» **Extract provided**

But first, that art looted by the Nazis.

At the time Sean, a commercial lawyer by training, was working as the secretary of the National Museum Directors Conference - an umbrella organisation representing the interests of the UK’s national museums. It was a job that started out as being mainly legal in nature, the 52-year-old married dad of two says. But during five years with the organisation (from 2001 to 2006) it evolved into a PR and lobbying role.

As part of that, he found himself working with an organisation called, in a wonderfully Graham Greene-ish way, the Spoliation Advisory Panel. And that was when he got involved with art stolen by the Nazis.

The Spoliation Advisory Panel is a government body whose remit is to ‘resolve claims from people, or their heirs, who lost property during the Nazi era, which is now held in UK national collections’. A consultation document prepared by the Department for Culture, Media and Sport in 2006 highlighted the extent of the problem. Between 1933 and 1945, it said, “the Nazis’ attack on European Jewry consisted not only of a systematic drive to murder European Jews but also measures taken to deprive Jews of their culture. As a result cultural objects ... have been dispersed throughout Europe and beyond.

“The scale of destruction and looting of historic monuments and private and national collections was recognised ... to be exceptional.”

Much of the looted material eventually ended up in museums and national collections around the world - including here in Britain.

The National Museum Directors Conference, of which Sean became secretary, took the lead in setting up a working group to look into the situation - and the Spoliation Advisory Panel was subsequently appointed. It looked into five claims about artworks held in British museums, including some Albrecht Durer drawings held at the British Museum and a piece by the 15th century German engraver Mair von Landshut held at the Ashmolean Museum in Oxford.

Eventually, the panel recommended that in four of the five cases, the artworks should be returned to the rightful heirs. But of course things weren’t as simple as that. By law, national museums are not allowed to ‘deaccession’ items in their collections, Sean says. So an Act of Parliament was needed before they could be returned. A good thing he had that legal training...

The man who now heads Make It York was born in Edinburgh and brought up in the Scottish Borders. He went to school in Hampshire and then headed back north to go to university in Newcastle. He initially studied history and politics, then did a ‘conversion course’ at the then Newcastle Polytechnic to get his law degree.

His first job as a commercial lawyer was with Newbury-based Quantel, an organisation which specialised in special effects for TV and film. He then moved to the far more staid Quaker Oats, looking after legal issues for them in Europe and the UK. “And then I decided I wasn’t really interested in commercial law,” he says.

That was when he moved to the National Museum Directors Conference, and got involved in returning Nazi loot...

After leaving the Conference in 2006 he took a brief sabbatical in France, before he and his wife decided they wanted to return to the UK. They ended up in Newcastle, where he took on the job of Chief Executive of the city’s Business Improvement District.

He rebranded it as the much more contemporary and catchy NE1 (yes, that’s the postcode for Newcastle city centre); attracted £30 million in heritage lottery and commercial sponsorship funding; set up a youth development scheme; and did some hard-core networking to develop contacts with people in regional and national government.

But perhaps his biggest achievement in Newcastle, he says, was in persuading the city’s retailers to keep their shops open every weekday evening until 8pm.

» **What to work on**
1) Extract the passage of the profile of Sean from "As part of that, he" to "stolen by the Nazis.".
2) In the profile of Sean, which company did he join after leaving Quantel?
3) Write what comes next in the profile of Sean, starting after its last sentence.
The listing that comes after the profile of Sean is separate material.

» **Data supplied**

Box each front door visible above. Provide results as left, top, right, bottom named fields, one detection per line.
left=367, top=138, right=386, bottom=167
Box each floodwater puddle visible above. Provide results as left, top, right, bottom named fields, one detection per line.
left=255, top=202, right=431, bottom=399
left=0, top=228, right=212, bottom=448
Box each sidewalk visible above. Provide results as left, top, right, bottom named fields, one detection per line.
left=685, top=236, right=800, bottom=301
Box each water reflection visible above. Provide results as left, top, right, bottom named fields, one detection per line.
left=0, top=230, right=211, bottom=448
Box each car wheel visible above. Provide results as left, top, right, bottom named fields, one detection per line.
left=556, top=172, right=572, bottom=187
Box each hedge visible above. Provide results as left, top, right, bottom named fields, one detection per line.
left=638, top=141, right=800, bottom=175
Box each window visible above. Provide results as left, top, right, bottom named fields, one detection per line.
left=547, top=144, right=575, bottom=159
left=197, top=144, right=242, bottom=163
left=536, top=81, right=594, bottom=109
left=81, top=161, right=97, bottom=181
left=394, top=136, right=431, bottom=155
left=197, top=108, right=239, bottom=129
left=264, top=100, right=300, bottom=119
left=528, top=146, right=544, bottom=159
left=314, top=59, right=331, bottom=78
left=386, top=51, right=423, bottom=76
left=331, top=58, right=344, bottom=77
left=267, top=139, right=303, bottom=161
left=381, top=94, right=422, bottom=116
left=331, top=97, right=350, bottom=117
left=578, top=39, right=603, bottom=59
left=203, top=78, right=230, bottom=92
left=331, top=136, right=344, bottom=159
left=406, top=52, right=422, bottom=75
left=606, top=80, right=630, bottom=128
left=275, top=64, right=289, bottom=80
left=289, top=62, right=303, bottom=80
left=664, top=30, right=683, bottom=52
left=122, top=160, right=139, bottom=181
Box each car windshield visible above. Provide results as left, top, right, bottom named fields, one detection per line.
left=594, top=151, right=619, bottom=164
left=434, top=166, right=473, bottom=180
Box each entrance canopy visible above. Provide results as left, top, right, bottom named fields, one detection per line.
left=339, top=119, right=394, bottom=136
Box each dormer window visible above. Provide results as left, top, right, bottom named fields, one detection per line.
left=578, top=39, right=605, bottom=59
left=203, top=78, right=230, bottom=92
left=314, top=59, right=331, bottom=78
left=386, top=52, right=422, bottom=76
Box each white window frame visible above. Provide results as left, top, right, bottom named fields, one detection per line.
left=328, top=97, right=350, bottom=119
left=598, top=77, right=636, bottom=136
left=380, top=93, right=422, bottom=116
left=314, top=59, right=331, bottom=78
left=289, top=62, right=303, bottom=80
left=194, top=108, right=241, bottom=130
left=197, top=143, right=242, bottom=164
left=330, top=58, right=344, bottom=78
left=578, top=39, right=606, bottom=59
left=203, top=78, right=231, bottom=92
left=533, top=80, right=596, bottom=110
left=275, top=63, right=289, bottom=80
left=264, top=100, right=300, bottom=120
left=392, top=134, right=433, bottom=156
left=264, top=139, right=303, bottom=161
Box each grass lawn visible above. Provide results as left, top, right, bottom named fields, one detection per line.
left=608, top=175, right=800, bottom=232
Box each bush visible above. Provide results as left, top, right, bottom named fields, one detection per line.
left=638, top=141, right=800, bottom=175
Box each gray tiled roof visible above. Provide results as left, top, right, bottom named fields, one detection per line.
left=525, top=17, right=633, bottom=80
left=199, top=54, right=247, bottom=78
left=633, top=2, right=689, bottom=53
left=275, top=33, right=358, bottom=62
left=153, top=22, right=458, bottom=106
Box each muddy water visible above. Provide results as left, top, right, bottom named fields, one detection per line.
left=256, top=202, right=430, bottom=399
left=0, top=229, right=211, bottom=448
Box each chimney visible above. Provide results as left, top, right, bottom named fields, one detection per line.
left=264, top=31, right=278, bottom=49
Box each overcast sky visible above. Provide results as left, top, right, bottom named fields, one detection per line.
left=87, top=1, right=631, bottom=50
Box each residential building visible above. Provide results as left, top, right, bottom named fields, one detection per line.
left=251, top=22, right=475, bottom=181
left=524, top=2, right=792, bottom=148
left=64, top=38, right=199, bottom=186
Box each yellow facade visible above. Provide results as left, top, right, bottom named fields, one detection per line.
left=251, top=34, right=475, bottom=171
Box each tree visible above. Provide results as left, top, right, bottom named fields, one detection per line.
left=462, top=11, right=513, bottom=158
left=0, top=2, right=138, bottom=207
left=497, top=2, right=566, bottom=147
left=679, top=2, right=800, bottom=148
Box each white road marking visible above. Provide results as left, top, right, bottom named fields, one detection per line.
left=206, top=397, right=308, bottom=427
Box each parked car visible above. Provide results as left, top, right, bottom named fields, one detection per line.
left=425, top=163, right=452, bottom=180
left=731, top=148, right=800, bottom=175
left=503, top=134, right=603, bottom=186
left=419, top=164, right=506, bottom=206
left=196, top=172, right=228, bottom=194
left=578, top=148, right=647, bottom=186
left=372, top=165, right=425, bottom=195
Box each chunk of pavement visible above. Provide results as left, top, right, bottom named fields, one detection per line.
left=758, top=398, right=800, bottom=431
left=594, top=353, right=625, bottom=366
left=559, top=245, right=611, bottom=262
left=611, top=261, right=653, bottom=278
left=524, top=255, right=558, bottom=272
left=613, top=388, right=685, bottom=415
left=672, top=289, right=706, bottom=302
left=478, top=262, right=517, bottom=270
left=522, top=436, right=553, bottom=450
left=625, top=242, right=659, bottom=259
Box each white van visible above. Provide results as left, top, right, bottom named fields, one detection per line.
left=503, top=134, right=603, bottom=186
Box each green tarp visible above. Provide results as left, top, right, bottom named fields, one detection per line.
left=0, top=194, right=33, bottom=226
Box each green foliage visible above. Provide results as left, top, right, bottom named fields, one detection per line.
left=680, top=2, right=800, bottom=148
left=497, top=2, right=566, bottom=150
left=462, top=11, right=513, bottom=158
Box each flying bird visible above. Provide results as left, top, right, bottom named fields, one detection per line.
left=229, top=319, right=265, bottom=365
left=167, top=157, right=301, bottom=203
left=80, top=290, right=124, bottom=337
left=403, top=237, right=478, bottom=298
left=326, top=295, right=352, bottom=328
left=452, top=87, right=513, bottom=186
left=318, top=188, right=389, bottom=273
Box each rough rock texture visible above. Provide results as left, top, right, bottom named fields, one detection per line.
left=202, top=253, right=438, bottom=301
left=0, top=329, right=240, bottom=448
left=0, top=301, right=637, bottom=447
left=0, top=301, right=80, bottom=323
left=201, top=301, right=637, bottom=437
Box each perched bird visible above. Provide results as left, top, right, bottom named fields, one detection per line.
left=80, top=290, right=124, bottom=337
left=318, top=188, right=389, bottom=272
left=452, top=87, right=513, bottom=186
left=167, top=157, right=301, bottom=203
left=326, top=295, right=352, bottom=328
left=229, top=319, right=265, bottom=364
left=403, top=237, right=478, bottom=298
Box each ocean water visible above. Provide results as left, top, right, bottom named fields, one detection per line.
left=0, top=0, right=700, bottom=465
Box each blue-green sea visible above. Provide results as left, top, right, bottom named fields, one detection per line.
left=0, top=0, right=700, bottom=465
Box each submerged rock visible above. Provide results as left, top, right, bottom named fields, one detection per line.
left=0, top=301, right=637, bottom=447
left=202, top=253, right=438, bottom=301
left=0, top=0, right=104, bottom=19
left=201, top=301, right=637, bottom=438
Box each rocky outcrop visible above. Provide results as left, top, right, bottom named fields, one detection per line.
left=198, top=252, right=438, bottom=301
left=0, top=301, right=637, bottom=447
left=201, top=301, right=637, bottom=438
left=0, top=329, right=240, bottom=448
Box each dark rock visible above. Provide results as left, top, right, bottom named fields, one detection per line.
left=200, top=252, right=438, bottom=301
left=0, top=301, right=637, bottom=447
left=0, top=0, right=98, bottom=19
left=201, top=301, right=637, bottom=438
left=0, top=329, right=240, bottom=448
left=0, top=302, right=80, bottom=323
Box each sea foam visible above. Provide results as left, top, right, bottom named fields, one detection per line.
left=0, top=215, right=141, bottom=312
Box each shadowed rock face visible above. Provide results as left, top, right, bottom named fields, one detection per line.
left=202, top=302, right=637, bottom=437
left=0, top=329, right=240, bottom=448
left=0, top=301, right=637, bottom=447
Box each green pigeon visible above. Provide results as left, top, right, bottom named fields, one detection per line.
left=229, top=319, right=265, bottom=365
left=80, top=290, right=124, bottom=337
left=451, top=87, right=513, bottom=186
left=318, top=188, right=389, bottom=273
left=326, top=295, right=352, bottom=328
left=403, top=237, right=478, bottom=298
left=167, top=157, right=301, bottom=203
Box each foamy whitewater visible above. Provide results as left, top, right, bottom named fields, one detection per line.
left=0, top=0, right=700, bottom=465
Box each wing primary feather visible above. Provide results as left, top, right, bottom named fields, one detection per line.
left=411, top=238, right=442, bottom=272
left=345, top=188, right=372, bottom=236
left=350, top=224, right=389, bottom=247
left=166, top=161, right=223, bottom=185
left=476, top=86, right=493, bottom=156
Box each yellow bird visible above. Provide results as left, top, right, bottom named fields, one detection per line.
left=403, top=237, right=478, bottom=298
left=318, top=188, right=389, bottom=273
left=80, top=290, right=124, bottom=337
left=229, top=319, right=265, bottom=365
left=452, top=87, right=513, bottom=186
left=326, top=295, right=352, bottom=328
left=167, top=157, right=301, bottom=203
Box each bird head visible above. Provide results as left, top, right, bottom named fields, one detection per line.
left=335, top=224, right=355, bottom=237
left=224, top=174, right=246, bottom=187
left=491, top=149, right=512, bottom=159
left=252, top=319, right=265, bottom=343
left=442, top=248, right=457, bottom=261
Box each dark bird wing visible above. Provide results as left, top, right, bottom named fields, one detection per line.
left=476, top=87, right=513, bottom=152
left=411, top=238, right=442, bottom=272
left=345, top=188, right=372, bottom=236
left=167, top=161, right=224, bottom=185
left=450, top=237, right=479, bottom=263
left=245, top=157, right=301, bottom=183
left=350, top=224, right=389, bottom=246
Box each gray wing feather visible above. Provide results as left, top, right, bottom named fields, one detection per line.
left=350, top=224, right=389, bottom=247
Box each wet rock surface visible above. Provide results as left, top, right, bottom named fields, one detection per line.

» **Answers to the problems**
1)
As part of that, he found himself working with an organisation called, in a wonderfully Graham Greene-ish way, the Spoliation Advisory Panel. And that was when he got involved with art stolen by the Nazis.

2) Quaker Oats

3)
“In Newcastle there was a culture of shops closing after 5pm,” he says. “I was told ‘Geordies like to go home after work, not stay in the city centre.’”

He was having none of it. “We had this situation where everybody was at home between 5-9pm,” he says. “We thought ‘how do we go about changing the feel of the city?’”

York Press: THRIVING: Newcastle city centre, where shops now stay open until 8pm

The answer? NE1 launched an ‘Alive After Five’ initiative to persuade retailers to stay open longer. And it succeeded. “We persuaded the city council to provide free parking after 5pm, and we persuaded the shops to stay open until 8pm Monday to Friday,” he says. Since it was launched in 2010, he reckons Alive after Five has generated something like £1 billion for the Newcastle economy.

Oh, for a bit of that in York...

The two cities are very different, he points out. Newcastle city centre has the giant Eldon Square shopping centre - and once that was on board with Alive after Five, it swing the whole thing. There’s nothing remotely comparable in York.

But how great if it could be made to work here. The new Make It York MD isn’t making any promises. But perhaps the city council can perhaps expect an approach about free evening parking...


Sean Bullick arrived as Managing Director of Make it York about three months ago. And he comes to the job filled with optimism about York’s future.

The city, he says, is on the ‘cusp of a step-change’. York Central and the planned Castle Gateway regeneration offer real opportunities. And there’s more. There is, in York, a real pool of creative, digital, economic and scientific talent, he says - you can see that through things like Science City, York Open Studios and York’s designation as a UNESCO city of digital media arts.

But we could do so much more to harness that talent, he says - and to project York in a different, more contemporary way on the national and international stage.

“York will always have its history,” he says. “But there’s no reason why that should be seen as being in conflict with developing a new economy. The real value is to have both!”

He’s all for a ‘rebranding’ of York, therefore, so that it can appeal to a wider, more contemporary range of visitors and investors - while maintaining its appeal to those who already see York as a great place to live and visit.

The word is that City of York Council is to appoint Martin Boisen, the Danish geographer and expert in urban places who has helped with the rebranding of major European cities such as Amsterdam, Oslo and Utrecht. The idea would be for Boisen to work with award-winning Hemingway Design on a rebrand for York.

Mr Bullick is fully behind the proposals. A proper rebrand would, he says, ‘ensure that we can provide investors, professionals, academics and visitors, who will be central to the city’s future success, with consistent messages about York and what it has to offer’.

So what will Make It York’s part be in this new era for York - and is the organisation in a position to do its job effectively?

When it was first set up four years ago, there were a few wobbles. It seriously under-estimated the strength of local reaction to its proposals to remove the Parliament Street fountain and the Christmas carousel, for example, and for a while seemed out of touch.

But the refurbished Shambles Market with its popular food court is now really beginning to find its feet. And Make It York has scored other successes, such as allowing the Great Yorkshire Fringe to take over Parliament Street, and introducing a new Easter Festival and an extended St Nicholas Christmas Festival.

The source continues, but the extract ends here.